### DÉFI 1
Pouvez-vous recopier à l'identique le passage du compte rendu de concert qui commence aux mots « Têtes Raides au » et s'arrête après « quel pied ! » ?
### DÉFI 2
Pouvez-vous reproduire à l'identique les entrées, depuis leur toute première ligne jusqu'à celle qui contient « 270 27 921 666 », celle-ci comprise ?

### EXTRAIT CHOISI

Têtes Raides au Bataclan

Publié le par astroJR

 Encore le Bataclan, encore les Têtes Raides !
 Et nom de Zeus, mais c'est vraiment un groupe terrible, un des tous meilleurs, quel pied !

 En première partie, il y avait Jean Corti. La salle n'est pas pleine, ça discute pas mal et il joue un peu dans un brouhaha pas très respectueux ; j'imagine qu'une partie du public ignorait qu'il y avait une première partie, et que certains même ne savaient pas qui était ce monsieur. Pourtant, les bourgeois, les vieux, Madeleine... c'était lui le compositeur ! Le petit monsieur, près de 80 ans, passe avec délice de la virtuosité malicieuse à la langueur rêveuse. Le répertoire ? essentiellement des standards de la chanson française, de la javanaise à l'aigle noir en passant par l'hymne à l'amour ou le temps des cerises, entrecoupés ça et là de standards de jazz (misty d'Erroll Garner, mais les feuilles mortes en est aussi un) ou de compositions personelles - dont certaines sont tout autant des classiques ! Bien entendu, c'est par des chansons de Brel qu'il termine, entraînant le public à chanter entre ses semi-improvisations les refrains de Vesoul ou des bourgeois. Applaudissements chaleureux, et petite pause avant le début du concert des Têtes...

### LIGNES
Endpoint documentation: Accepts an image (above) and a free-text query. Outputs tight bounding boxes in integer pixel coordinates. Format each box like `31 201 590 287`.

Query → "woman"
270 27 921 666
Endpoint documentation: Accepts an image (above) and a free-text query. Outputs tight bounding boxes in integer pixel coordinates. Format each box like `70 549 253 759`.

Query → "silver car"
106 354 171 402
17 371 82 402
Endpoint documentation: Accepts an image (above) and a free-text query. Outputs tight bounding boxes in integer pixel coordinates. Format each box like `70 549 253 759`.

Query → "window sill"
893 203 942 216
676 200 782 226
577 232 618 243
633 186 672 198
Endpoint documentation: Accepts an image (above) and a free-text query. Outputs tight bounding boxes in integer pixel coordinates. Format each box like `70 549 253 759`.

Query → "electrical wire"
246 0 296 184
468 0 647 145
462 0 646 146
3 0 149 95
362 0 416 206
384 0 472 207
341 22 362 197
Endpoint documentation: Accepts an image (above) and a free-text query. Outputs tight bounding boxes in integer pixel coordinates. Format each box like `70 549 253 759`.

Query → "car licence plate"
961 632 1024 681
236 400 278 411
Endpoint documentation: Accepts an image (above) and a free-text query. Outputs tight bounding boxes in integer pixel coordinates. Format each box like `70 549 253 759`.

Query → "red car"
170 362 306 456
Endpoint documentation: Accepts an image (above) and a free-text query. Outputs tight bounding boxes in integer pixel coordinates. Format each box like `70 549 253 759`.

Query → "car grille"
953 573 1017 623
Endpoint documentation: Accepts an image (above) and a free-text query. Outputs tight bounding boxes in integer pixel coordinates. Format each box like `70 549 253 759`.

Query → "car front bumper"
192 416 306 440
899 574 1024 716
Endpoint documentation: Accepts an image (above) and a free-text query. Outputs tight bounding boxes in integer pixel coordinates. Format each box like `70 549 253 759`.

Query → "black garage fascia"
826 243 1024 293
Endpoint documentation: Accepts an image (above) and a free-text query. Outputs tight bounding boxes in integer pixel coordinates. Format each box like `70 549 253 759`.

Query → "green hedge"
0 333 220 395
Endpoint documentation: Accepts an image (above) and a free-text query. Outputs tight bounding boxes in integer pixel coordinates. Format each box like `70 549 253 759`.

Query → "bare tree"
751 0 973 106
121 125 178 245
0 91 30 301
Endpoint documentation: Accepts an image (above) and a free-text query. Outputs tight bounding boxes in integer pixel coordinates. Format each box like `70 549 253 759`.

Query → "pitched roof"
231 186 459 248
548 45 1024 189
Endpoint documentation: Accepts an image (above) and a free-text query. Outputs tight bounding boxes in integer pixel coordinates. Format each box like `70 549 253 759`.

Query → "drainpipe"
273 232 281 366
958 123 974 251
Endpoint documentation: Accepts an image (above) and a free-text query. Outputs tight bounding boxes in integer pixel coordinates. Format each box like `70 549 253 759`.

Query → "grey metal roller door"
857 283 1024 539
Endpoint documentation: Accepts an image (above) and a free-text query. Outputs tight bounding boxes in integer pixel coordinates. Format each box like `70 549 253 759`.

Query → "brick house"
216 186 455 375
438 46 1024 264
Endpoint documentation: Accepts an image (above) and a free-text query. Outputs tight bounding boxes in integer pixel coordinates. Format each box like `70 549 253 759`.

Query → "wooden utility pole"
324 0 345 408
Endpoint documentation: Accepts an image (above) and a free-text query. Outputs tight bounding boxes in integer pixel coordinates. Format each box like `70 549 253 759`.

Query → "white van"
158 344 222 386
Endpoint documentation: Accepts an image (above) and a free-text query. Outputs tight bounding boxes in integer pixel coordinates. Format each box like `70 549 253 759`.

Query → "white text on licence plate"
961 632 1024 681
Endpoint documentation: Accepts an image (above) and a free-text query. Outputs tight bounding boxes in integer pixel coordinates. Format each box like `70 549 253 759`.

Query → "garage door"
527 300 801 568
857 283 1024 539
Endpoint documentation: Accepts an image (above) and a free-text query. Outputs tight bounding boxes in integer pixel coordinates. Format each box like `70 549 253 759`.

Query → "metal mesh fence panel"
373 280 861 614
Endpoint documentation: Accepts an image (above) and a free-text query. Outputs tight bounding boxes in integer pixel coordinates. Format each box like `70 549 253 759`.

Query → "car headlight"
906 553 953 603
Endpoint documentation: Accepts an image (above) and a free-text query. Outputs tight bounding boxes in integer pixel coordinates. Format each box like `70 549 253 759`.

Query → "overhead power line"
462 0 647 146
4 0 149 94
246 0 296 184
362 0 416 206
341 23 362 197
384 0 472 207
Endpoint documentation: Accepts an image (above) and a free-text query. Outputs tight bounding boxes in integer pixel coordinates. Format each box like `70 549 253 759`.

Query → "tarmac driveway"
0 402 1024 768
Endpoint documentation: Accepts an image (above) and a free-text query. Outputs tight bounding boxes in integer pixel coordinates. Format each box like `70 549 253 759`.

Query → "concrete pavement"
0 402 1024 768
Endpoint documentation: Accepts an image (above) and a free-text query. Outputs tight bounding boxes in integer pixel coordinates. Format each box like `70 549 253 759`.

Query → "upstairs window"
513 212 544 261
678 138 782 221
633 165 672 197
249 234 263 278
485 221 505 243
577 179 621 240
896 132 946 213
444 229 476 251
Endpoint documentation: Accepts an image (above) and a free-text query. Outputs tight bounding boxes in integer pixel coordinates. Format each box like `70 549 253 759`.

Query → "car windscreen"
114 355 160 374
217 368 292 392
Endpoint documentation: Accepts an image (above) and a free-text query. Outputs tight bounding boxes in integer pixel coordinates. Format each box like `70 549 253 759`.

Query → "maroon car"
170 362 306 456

### RÉPONSE COMPLÈTE 1
Têtes Raides au Bataclan

Publié le par astroJR

 Encore le Bataclan, encore les Têtes Raides !
 Et nom de Zeus, mais c'est vraiment un groupe terrible, un des tous meilleurs, quel pied !

### RÉPONSE COMPLÈTE 2
Endpoint documentation: Accepts an image (above) and a free-text query. Outputs tight bounding boxes in integer pixel coordinates. Format each box like `31 201 590 287`.

Query → "woman"
270 27 921 666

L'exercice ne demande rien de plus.